Exercise description. Count the lines in the material below that contain the string "before", treating uppercase and lowercase as different, and reply with only the number.

— Start Given data —

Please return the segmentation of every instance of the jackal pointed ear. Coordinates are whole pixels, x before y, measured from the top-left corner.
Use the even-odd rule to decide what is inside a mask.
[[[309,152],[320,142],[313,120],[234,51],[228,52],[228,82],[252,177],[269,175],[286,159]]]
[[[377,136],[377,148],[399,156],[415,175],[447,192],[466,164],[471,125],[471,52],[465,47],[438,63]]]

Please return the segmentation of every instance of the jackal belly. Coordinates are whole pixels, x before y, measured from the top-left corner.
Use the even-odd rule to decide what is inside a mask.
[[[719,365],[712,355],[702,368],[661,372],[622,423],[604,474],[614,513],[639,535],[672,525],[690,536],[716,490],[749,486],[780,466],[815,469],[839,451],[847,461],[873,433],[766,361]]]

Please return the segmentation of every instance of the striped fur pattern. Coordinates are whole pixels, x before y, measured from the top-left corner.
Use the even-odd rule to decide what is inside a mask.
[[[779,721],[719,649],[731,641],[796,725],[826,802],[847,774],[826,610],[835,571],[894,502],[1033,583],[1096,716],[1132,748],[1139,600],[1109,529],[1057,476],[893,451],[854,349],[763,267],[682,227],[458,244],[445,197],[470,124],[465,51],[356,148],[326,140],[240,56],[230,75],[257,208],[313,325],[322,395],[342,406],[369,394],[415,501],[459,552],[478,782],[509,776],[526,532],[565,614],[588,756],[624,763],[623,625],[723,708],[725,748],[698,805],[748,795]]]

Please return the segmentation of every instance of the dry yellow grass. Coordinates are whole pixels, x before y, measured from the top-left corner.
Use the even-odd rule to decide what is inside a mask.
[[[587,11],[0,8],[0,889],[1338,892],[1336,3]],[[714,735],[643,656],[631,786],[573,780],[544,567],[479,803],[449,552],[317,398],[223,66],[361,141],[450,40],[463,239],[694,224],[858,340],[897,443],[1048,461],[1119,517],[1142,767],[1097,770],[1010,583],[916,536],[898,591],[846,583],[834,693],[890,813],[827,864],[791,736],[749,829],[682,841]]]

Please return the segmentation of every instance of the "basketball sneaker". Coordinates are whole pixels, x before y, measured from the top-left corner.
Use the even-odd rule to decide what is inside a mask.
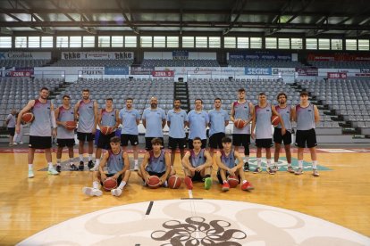
[[[82,193],[88,196],[101,196],[103,192],[99,189],[91,188],[91,187],[83,187]]]
[[[71,165],[70,165],[70,170],[71,170],[71,171],[77,171],[77,170],[78,170],[78,168],[77,168],[76,165],[74,165],[74,164],[71,164]]]
[[[254,174],[258,174],[260,172],[262,172],[262,168],[258,167],[256,167],[256,169],[253,171]]]
[[[318,171],[317,171],[317,169],[312,169],[312,175],[314,176],[320,176],[319,173],[318,173]]]
[[[121,196],[121,194],[122,193],[122,190],[121,190],[120,188],[112,189],[111,193],[113,196]]]
[[[241,184],[240,188],[241,188],[242,191],[250,191],[250,190],[255,189],[255,187],[253,187],[252,184],[250,184],[248,181],[247,181],[246,183]]]
[[[230,190],[230,184],[229,183],[223,183],[223,187],[221,187],[221,190],[223,192],[228,192]]]
[[[245,172],[248,172],[248,171],[249,171],[249,163],[248,163],[247,161],[246,161],[246,162],[244,162],[243,170],[244,170]]]
[[[212,177],[208,176],[205,178],[205,189],[209,190],[212,186]]]
[[[83,161],[80,161],[80,165],[79,165],[79,170],[83,171],[83,168],[85,168],[85,166],[83,165]]]
[[[88,160],[88,169],[94,168],[94,162],[92,162],[92,160]]]
[[[59,173],[54,168],[51,168],[47,169],[47,174],[49,174],[49,175],[58,175]]]
[[[266,172],[267,172],[269,175],[274,175],[274,174],[275,174],[275,171],[274,171],[274,170],[273,170],[273,168],[266,168]]]
[[[33,174],[33,170],[32,169],[29,170],[29,178],[32,178],[35,175]]]
[[[302,168],[299,168],[297,169],[297,171],[294,172],[295,175],[301,175],[303,174],[303,169]]]
[[[184,183],[188,190],[193,189],[193,181],[191,181],[191,178],[189,176],[184,177]]]
[[[291,174],[294,174],[293,167],[288,167],[287,172],[291,173]]]

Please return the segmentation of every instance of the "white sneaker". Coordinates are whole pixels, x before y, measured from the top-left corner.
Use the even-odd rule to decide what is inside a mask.
[[[33,170],[32,169],[29,170],[29,178],[32,178],[35,175],[33,174]]]
[[[121,190],[120,188],[112,189],[111,193],[113,196],[120,196],[122,193],[122,190]]]
[[[101,196],[103,192],[97,188],[83,187],[82,193],[88,196]]]

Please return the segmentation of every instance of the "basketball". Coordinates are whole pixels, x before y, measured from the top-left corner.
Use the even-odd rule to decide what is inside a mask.
[[[103,135],[108,135],[108,134],[112,133],[112,127],[108,127],[108,126],[102,126],[100,127],[100,132]]]
[[[156,189],[161,186],[159,177],[156,176],[149,176],[149,180],[147,181],[147,186],[151,189]]]
[[[115,180],[114,178],[112,177],[108,177],[106,178],[104,182],[103,182],[103,188],[106,191],[109,192],[112,189],[115,189],[117,188],[117,180]]]
[[[35,116],[31,112],[25,112],[21,116],[21,120],[25,123],[30,123],[35,119]]]
[[[227,177],[227,183],[229,183],[230,188],[235,188],[239,184],[239,178],[235,176],[229,176]]]
[[[65,128],[69,131],[76,129],[77,124],[75,121],[67,121],[65,122]]]
[[[277,115],[273,115],[271,117],[271,124],[273,125],[273,127],[277,127],[280,123],[280,118]]]
[[[177,176],[173,175],[168,179],[168,187],[171,189],[179,189],[181,185],[181,179]]]
[[[243,128],[244,127],[244,120],[240,119],[237,119],[234,120],[234,126],[237,128]]]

— End Given data —

Answer to the exercise. 7